*** Opening of Material for the task ***

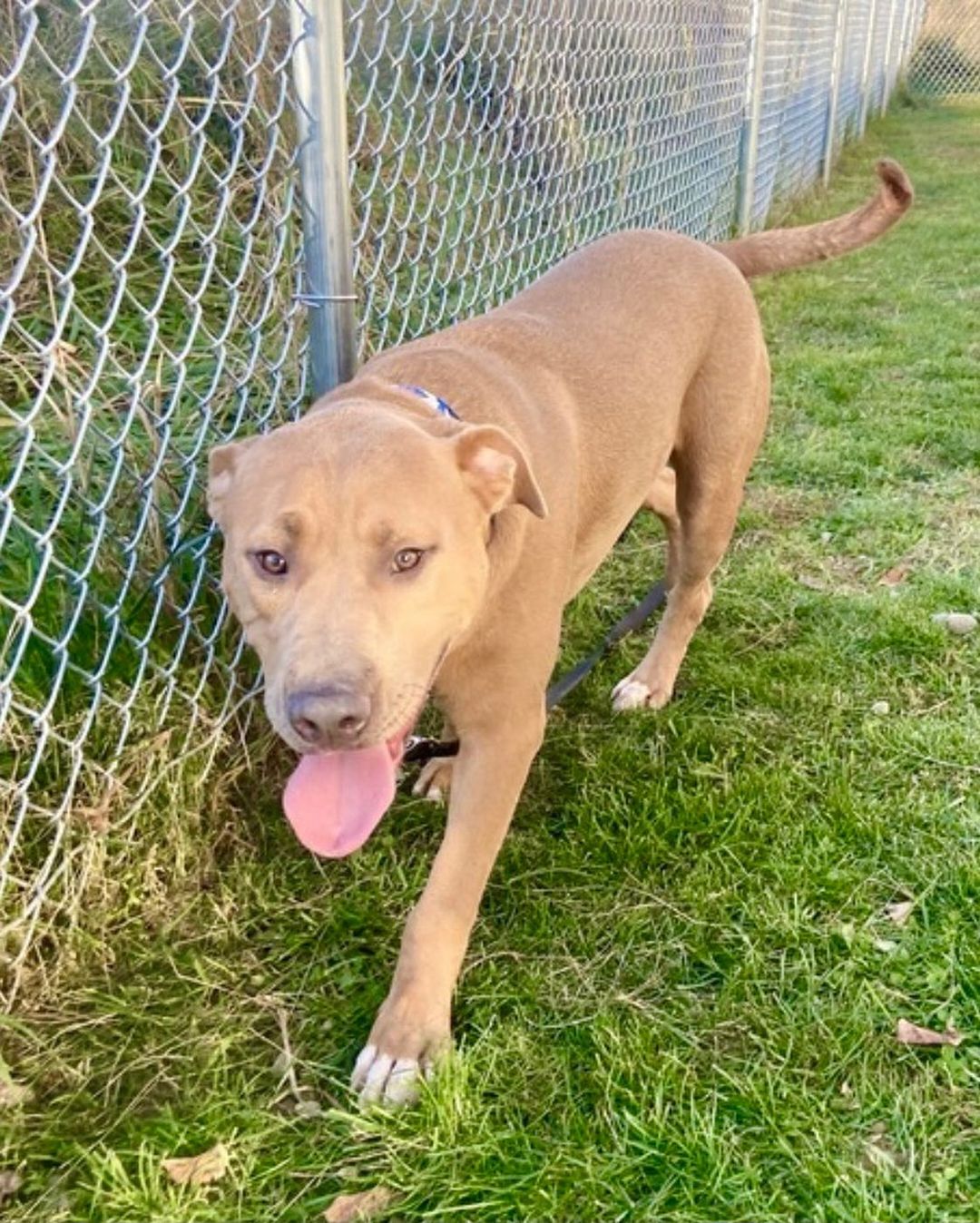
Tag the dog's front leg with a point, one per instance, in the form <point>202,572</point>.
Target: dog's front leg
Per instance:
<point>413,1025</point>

*** Close of Material for the task ***
*** Opening of Material for the task ***

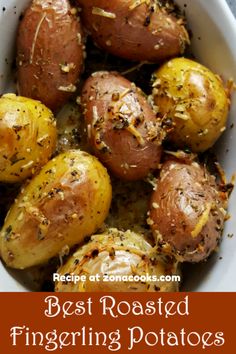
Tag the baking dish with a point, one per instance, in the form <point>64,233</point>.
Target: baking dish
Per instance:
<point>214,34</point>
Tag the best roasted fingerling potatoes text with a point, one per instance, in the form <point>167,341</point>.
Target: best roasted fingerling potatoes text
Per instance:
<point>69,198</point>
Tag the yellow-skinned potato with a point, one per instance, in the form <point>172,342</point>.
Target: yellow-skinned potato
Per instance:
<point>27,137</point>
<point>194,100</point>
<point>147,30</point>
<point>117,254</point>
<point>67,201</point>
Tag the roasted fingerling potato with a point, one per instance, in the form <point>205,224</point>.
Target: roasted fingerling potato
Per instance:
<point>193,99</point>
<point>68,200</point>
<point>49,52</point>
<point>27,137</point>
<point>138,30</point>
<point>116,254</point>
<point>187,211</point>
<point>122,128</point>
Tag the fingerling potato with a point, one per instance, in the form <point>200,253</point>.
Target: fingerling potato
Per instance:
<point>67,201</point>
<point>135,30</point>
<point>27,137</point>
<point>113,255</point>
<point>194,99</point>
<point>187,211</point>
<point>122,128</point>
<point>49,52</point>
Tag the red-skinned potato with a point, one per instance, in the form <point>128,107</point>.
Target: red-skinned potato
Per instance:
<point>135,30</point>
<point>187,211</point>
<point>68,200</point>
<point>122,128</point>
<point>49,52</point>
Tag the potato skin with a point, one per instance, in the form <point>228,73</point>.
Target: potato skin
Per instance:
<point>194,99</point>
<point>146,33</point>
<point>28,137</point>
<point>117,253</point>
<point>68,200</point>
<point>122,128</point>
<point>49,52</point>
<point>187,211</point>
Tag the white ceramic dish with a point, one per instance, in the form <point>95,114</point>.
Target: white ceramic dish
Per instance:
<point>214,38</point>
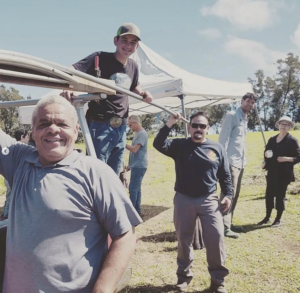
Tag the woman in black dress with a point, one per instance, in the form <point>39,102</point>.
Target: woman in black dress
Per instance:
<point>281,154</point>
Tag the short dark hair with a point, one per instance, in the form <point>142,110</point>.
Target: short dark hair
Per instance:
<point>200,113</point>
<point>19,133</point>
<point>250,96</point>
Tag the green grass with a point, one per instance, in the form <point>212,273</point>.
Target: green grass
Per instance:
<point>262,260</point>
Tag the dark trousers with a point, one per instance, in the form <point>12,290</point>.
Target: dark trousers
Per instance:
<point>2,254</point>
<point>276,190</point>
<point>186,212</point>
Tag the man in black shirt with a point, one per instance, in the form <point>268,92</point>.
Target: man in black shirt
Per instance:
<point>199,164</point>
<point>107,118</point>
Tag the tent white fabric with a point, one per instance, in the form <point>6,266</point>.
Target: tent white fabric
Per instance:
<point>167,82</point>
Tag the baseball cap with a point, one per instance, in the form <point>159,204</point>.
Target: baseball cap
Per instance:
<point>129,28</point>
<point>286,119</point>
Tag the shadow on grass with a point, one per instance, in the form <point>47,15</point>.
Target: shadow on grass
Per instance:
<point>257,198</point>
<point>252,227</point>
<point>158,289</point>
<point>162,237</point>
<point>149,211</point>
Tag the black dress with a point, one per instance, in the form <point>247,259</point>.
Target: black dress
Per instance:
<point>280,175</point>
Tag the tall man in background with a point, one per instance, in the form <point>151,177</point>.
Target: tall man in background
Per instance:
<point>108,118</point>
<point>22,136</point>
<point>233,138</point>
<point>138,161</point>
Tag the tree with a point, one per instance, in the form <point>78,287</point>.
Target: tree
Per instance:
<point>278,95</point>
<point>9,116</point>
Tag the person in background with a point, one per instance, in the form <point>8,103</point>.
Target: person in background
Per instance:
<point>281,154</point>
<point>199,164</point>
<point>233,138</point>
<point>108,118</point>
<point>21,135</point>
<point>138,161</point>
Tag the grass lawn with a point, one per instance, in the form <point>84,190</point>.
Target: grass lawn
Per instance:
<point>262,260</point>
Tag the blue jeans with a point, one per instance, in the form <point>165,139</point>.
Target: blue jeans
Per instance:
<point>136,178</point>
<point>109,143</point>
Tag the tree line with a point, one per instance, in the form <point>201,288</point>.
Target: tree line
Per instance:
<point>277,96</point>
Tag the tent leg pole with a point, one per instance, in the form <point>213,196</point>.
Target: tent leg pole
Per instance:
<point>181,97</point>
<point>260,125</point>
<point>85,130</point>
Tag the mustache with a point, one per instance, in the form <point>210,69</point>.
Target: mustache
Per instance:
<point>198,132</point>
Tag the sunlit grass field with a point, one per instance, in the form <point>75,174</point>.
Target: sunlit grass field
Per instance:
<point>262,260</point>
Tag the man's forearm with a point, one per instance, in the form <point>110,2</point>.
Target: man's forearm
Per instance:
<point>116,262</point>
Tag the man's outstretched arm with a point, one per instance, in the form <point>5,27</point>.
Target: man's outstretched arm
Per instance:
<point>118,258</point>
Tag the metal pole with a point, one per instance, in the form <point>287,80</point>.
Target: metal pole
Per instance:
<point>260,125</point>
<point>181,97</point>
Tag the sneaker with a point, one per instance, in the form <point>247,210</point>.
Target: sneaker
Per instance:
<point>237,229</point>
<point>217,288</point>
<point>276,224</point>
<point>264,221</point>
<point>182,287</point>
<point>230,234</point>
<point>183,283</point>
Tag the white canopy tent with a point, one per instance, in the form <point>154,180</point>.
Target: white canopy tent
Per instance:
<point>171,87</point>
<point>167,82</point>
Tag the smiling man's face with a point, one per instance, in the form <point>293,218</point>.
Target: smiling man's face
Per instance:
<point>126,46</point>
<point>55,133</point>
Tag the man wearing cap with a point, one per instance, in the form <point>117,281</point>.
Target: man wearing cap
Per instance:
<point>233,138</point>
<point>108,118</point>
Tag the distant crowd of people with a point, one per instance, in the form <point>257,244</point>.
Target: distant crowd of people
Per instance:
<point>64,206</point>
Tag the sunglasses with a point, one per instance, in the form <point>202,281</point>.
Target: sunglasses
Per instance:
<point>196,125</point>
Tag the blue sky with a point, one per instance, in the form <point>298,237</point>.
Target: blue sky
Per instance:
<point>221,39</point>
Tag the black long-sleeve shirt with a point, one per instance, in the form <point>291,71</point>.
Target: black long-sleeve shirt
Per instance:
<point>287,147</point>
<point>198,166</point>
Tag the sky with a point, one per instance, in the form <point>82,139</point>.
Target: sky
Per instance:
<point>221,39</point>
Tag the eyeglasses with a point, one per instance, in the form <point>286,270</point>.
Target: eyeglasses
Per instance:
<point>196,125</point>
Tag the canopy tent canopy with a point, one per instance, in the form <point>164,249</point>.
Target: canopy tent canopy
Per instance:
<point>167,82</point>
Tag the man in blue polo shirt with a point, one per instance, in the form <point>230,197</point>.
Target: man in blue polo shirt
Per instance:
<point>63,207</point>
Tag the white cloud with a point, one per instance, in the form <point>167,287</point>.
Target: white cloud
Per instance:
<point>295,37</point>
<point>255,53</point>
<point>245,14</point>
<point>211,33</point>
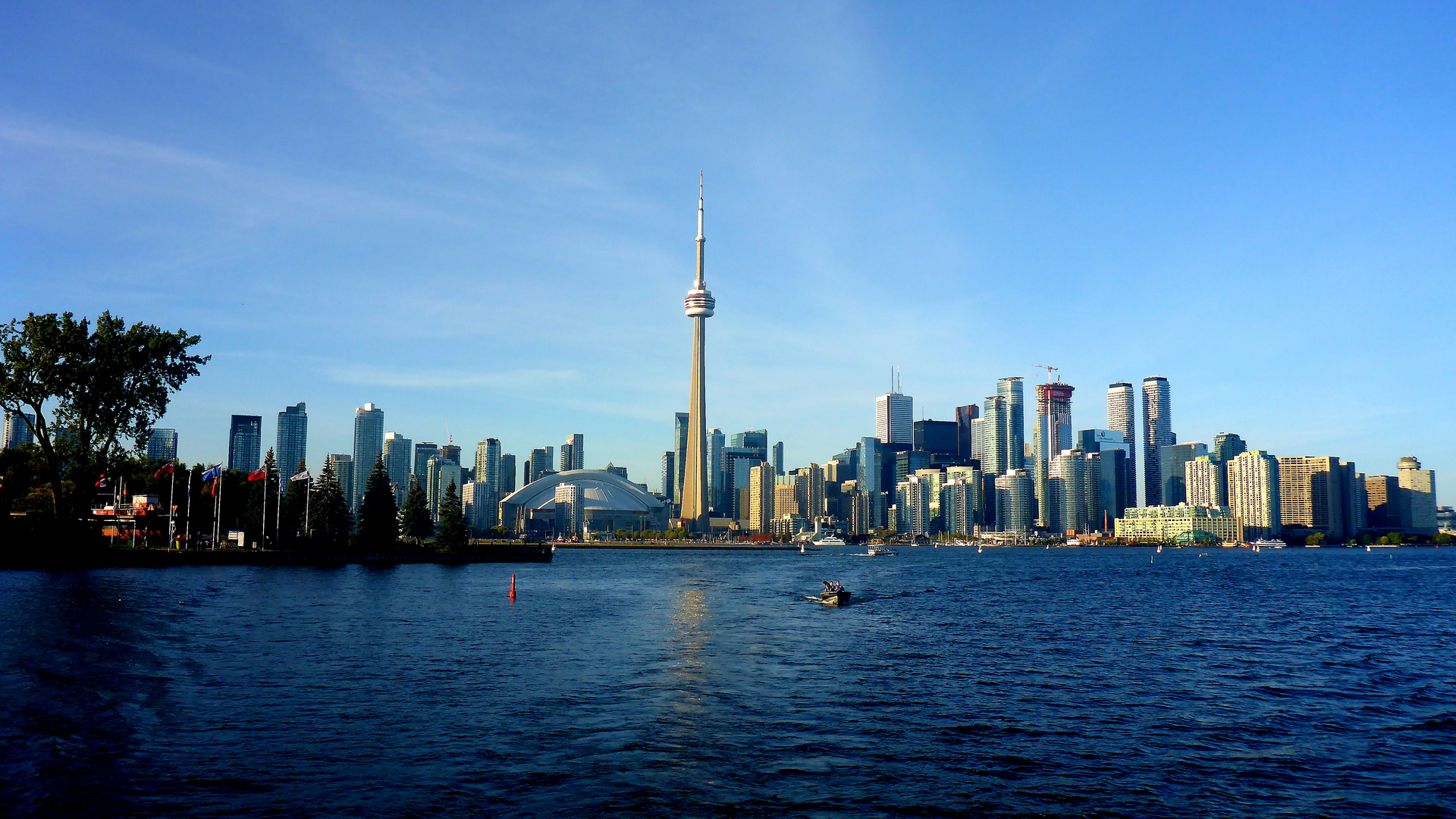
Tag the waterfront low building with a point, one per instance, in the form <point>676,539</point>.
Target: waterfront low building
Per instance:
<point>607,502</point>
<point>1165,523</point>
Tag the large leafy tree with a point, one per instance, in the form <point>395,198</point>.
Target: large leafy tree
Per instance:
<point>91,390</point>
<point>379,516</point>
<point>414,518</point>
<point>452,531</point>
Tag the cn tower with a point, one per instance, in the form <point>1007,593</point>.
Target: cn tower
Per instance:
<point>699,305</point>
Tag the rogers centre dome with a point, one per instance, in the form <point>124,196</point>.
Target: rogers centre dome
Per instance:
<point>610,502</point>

*** Close of Material for the task ***
*** Opening of Material for the task ***

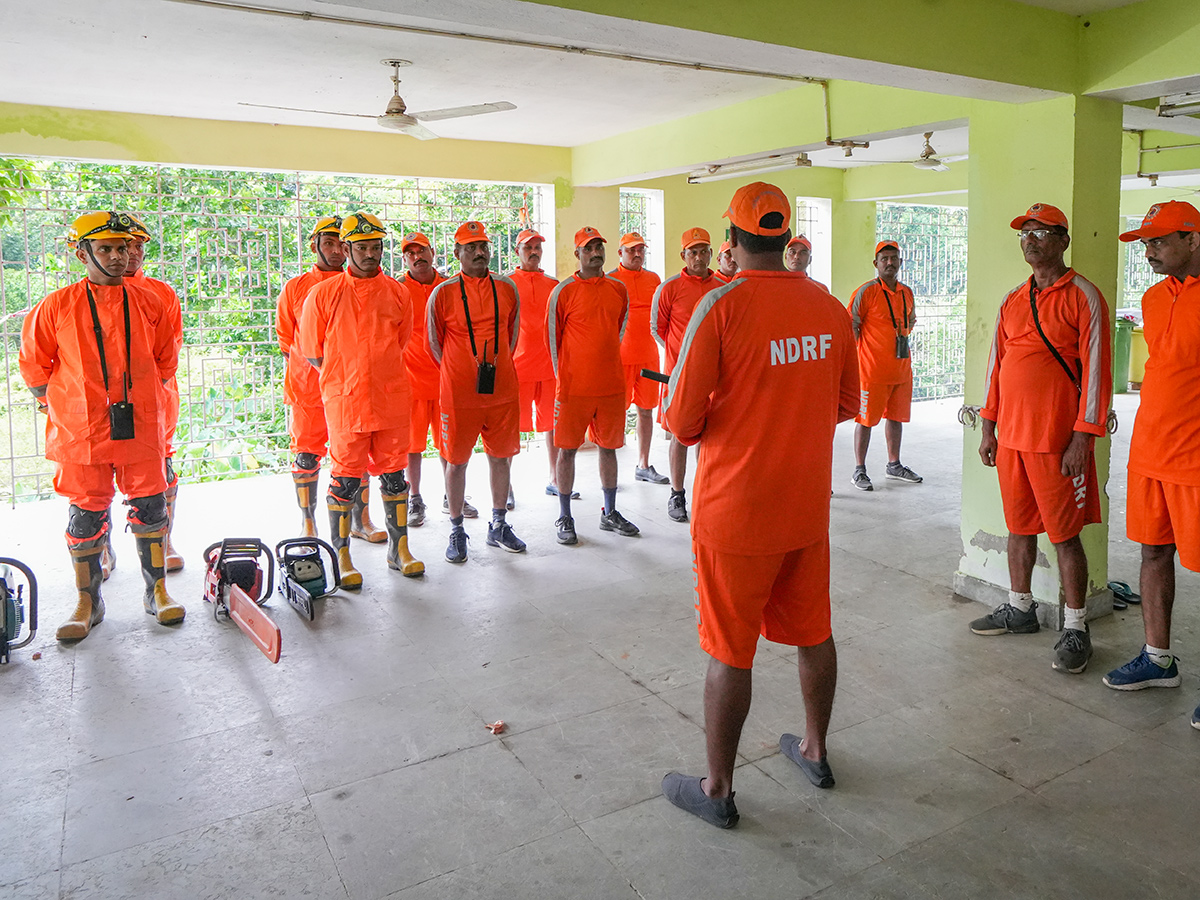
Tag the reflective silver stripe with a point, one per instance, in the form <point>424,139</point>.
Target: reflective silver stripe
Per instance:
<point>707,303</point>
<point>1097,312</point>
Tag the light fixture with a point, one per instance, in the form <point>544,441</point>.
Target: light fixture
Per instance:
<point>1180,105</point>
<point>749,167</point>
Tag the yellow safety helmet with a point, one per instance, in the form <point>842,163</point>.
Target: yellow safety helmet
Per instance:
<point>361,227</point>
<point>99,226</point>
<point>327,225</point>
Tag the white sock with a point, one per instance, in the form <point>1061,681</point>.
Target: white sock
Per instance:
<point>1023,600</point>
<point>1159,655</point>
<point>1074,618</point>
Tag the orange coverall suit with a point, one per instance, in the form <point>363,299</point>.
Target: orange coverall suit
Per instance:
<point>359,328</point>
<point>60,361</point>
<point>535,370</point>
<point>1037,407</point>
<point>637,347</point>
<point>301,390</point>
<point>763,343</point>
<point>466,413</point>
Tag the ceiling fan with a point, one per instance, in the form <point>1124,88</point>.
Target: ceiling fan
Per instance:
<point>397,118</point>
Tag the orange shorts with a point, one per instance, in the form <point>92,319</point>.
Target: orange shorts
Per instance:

*** Close of Material for the task ***

* [Work to complete]
Return the lines above that include the string "outstretched".

* [Expected output]
Tag the man's outstretched arm with a point, one per instance, in the form <point>5,27</point>.
Target: man's outstretched arm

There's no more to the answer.